**YOUR OBJECTIVE**
Starting at the line below that contains "In the photo above, where can the dark water", print each line through the end of the records exactly as it appears.

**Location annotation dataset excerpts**
___
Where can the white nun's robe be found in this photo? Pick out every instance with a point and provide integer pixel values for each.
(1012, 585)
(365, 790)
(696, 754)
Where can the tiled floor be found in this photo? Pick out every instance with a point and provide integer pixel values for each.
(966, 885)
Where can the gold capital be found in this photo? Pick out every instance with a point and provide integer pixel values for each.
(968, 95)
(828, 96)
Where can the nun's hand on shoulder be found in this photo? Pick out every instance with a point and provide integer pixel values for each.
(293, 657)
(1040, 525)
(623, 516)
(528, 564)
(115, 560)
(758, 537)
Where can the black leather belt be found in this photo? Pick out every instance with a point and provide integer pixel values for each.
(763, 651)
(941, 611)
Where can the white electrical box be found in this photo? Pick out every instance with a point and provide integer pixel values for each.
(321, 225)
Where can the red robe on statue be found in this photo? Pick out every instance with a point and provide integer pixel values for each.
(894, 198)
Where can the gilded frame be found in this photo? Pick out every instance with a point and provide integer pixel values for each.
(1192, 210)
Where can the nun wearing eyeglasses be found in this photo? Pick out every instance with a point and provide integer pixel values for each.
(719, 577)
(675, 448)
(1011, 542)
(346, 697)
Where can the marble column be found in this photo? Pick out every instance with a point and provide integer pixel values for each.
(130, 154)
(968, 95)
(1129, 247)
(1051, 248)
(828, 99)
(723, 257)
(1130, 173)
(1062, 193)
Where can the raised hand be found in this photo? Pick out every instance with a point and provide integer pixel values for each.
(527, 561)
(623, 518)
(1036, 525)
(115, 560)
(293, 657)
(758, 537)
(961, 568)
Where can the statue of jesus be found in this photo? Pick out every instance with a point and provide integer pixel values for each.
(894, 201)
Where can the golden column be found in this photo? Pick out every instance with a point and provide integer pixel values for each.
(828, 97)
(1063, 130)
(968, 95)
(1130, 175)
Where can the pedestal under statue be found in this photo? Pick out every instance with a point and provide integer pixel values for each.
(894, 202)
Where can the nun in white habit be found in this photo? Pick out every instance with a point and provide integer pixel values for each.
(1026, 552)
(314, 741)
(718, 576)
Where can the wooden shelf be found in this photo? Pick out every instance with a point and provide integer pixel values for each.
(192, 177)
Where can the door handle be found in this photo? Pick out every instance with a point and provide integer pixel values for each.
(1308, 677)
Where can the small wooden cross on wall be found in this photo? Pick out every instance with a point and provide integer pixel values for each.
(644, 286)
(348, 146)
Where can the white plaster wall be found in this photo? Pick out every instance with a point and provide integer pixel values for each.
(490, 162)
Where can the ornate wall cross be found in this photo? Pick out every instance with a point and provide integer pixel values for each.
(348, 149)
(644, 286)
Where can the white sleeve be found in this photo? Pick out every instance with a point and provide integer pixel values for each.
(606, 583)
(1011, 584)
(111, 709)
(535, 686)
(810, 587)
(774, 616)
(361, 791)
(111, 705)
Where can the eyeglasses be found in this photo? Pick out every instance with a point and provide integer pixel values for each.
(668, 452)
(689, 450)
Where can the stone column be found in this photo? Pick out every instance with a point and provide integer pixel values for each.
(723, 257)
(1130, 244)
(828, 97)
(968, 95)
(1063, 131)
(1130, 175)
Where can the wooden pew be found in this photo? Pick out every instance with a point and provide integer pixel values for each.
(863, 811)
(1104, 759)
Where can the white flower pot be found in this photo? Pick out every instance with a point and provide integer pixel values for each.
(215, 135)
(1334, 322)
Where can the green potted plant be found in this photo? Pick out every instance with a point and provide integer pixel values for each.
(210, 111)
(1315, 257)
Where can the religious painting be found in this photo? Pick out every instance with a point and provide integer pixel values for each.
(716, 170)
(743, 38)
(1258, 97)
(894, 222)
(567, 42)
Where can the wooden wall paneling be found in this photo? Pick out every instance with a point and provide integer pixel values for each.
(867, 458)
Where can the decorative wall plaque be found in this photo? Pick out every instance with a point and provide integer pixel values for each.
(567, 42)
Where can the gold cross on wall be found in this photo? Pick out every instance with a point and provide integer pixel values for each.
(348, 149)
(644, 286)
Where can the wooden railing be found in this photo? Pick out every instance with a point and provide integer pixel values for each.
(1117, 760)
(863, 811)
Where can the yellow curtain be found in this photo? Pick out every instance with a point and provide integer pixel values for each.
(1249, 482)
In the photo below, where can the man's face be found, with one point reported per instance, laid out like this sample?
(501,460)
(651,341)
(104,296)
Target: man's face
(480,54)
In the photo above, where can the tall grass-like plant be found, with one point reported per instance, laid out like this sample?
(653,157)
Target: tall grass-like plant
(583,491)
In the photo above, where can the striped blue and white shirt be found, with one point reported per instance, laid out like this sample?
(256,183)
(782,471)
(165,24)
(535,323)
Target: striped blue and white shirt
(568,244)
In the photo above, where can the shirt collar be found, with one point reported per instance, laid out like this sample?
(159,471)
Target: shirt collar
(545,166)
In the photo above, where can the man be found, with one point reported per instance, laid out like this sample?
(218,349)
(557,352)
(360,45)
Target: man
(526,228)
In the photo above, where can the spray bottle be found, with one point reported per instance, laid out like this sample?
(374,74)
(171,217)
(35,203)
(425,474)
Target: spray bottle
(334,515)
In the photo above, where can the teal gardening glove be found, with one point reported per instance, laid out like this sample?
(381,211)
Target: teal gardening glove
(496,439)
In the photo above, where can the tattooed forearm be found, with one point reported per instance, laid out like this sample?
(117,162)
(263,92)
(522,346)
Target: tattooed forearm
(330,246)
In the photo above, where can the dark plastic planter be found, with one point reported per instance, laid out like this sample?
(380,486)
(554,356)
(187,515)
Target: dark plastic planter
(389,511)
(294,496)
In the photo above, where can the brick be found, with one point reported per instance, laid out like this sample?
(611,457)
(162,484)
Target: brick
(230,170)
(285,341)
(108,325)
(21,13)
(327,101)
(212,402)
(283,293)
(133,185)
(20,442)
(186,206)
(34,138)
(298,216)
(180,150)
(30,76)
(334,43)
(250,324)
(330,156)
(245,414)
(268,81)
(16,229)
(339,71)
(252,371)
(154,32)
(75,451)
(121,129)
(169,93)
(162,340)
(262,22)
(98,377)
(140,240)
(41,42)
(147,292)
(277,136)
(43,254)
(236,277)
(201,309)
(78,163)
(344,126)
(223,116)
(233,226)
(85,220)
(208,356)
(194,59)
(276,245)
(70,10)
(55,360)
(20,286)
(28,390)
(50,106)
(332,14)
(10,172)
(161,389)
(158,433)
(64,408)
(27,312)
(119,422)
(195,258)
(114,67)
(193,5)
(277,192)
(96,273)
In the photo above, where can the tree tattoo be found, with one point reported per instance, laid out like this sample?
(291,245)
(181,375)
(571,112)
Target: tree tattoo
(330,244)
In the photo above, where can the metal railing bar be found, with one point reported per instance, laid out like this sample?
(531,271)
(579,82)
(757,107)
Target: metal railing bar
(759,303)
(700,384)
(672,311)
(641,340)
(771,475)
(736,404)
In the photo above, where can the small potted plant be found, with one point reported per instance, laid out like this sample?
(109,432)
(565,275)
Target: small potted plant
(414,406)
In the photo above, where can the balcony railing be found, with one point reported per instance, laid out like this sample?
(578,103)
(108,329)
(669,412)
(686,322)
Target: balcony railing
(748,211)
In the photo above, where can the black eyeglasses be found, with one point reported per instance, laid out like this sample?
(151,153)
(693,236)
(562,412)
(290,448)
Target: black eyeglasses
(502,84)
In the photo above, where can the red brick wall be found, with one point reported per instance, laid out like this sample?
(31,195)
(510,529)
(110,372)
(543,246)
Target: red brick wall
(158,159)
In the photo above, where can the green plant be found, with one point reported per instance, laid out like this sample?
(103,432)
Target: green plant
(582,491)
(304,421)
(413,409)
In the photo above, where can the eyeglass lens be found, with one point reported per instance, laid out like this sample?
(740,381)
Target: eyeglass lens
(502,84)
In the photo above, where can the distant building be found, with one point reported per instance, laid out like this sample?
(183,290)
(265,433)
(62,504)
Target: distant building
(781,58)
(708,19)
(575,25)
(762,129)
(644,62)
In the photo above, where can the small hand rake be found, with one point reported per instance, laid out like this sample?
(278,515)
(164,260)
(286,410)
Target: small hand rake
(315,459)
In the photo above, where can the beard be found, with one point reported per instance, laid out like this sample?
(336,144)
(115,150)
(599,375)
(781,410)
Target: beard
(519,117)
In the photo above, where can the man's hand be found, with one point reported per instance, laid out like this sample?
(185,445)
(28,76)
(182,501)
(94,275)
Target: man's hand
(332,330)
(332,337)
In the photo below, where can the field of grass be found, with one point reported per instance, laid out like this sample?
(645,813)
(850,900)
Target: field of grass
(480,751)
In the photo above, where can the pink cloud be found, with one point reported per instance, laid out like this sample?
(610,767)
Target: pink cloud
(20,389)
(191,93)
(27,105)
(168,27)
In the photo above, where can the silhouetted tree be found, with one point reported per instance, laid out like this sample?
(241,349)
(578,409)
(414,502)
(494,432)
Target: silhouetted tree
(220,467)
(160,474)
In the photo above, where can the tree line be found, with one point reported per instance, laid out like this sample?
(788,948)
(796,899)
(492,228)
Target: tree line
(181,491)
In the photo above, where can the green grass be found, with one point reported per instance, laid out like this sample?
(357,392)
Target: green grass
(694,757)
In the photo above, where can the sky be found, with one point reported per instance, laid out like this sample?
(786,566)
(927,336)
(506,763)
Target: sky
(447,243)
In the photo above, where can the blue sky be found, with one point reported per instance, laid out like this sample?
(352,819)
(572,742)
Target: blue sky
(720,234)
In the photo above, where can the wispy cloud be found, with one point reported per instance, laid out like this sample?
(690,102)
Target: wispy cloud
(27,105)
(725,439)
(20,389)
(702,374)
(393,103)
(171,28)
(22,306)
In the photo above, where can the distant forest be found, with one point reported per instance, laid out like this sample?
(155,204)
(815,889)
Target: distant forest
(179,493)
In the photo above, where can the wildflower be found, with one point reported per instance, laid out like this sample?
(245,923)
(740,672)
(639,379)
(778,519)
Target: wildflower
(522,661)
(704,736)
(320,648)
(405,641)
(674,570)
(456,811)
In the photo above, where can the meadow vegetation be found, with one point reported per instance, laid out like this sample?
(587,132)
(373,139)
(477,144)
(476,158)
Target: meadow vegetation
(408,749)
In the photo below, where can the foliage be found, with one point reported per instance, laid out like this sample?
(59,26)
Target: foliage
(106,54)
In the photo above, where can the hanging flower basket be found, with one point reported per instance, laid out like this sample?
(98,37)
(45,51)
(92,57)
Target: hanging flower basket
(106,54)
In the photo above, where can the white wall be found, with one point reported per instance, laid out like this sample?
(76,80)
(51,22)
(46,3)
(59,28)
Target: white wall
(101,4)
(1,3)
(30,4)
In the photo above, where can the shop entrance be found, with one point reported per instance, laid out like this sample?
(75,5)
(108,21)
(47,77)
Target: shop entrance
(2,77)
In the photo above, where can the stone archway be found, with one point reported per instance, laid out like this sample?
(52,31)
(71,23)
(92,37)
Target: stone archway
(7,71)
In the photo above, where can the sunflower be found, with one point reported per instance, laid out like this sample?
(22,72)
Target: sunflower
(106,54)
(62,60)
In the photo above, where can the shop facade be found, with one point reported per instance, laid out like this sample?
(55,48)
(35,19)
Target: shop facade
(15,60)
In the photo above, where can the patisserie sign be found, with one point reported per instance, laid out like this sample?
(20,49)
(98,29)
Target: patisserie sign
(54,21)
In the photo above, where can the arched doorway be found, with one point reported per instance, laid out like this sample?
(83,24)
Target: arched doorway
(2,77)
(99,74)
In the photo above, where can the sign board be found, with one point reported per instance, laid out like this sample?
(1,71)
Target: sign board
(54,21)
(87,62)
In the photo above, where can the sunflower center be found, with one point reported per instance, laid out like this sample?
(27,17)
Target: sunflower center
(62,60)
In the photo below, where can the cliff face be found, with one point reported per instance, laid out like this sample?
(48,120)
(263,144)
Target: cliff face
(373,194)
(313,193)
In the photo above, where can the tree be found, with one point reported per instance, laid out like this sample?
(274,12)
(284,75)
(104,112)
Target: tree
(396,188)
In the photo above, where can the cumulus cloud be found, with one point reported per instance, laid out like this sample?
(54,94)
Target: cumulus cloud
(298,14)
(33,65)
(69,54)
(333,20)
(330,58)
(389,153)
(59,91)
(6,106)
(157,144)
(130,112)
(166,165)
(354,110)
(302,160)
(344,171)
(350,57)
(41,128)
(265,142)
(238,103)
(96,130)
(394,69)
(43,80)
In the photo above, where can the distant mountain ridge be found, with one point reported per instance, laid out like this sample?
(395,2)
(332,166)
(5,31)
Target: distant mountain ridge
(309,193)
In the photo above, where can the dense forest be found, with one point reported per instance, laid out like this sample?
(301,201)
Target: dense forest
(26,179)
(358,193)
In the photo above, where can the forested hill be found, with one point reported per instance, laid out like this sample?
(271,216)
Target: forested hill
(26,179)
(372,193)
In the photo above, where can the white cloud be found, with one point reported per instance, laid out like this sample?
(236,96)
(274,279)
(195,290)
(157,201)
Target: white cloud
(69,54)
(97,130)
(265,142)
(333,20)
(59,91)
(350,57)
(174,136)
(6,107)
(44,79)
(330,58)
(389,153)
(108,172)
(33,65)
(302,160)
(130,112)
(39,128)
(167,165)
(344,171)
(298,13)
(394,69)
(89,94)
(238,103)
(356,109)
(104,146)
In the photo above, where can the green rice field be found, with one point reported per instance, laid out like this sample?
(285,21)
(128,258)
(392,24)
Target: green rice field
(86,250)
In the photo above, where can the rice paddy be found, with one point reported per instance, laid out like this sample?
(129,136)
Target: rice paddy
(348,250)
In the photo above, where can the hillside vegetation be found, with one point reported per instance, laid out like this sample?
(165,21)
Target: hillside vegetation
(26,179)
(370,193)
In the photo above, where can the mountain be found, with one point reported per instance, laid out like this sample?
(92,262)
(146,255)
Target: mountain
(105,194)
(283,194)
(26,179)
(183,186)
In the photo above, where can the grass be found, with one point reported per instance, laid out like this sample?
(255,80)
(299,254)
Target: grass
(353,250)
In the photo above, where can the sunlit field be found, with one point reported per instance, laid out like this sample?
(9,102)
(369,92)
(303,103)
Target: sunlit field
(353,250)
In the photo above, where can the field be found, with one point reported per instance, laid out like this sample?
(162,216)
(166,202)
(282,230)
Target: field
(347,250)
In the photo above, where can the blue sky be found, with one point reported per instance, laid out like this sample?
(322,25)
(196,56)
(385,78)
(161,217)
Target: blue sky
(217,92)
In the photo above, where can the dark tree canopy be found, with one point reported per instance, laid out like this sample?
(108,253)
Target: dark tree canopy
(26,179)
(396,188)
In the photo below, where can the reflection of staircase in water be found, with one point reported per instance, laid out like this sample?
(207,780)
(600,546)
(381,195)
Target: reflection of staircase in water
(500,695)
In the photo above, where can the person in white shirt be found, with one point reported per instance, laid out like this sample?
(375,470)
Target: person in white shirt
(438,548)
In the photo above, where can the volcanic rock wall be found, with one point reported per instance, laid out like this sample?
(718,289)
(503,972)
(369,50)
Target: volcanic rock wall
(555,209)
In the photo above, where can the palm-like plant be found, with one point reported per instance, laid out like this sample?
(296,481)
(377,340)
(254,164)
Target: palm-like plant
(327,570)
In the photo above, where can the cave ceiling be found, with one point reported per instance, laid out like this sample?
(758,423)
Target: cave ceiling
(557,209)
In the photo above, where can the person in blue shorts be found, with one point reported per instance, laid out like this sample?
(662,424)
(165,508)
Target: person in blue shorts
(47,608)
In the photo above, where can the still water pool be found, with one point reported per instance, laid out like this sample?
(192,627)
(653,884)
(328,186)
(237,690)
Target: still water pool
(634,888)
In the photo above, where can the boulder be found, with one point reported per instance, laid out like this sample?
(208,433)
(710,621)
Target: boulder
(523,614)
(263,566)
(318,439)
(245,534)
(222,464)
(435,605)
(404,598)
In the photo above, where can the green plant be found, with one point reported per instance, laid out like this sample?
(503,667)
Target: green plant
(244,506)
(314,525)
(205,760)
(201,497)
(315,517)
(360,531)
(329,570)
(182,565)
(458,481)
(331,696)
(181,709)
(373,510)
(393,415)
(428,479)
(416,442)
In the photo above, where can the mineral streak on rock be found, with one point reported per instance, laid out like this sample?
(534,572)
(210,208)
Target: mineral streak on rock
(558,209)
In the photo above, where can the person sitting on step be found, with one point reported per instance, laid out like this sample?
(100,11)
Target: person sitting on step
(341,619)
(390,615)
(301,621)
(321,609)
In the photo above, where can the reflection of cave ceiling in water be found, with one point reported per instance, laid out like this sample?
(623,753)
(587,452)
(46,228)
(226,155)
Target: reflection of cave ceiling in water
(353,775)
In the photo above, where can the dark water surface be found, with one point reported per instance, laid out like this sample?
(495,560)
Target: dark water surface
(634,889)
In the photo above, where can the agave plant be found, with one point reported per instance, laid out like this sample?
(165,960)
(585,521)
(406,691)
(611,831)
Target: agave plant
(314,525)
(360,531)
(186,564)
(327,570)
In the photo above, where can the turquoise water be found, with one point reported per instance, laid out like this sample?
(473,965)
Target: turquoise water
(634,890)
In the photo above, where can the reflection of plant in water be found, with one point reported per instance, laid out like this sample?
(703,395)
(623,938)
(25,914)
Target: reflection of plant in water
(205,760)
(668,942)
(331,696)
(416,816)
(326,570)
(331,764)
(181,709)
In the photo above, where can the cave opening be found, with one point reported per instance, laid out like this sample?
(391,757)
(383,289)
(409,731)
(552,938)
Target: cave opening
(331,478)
___
**WORKED ANSWER**
In the photo above, where can the dark water surface be found, with one point reported per instance, laid out like this sample?
(495,560)
Target: dark water surface
(634,889)
In the photo above, where can the agave plant be found, with one point reported per instance, laid out like this sample?
(165,960)
(585,521)
(406,691)
(611,831)
Target: agave plant
(314,525)
(360,531)
(186,564)
(327,570)
In the photo above, where can the turquoise water be found, with one point reported per instance, laid out like this sample?
(473,965)
Target: turquoise water
(634,890)
In the photo above, where can the reflection of plant in water be found, with one point reported per instance, laid out like this sample?
(703,395)
(623,938)
(25,914)
Target: reflection of plant in water
(205,760)
(668,942)
(331,696)
(416,816)
(326,570)
(331,764)
(181,709)
In the photo above, where can the cave opening be found, with one point reported per instance, laid out like this sample?
(391,757)
(383,289)
(409,731)
(552,938)
Target: cave opening
(331,478)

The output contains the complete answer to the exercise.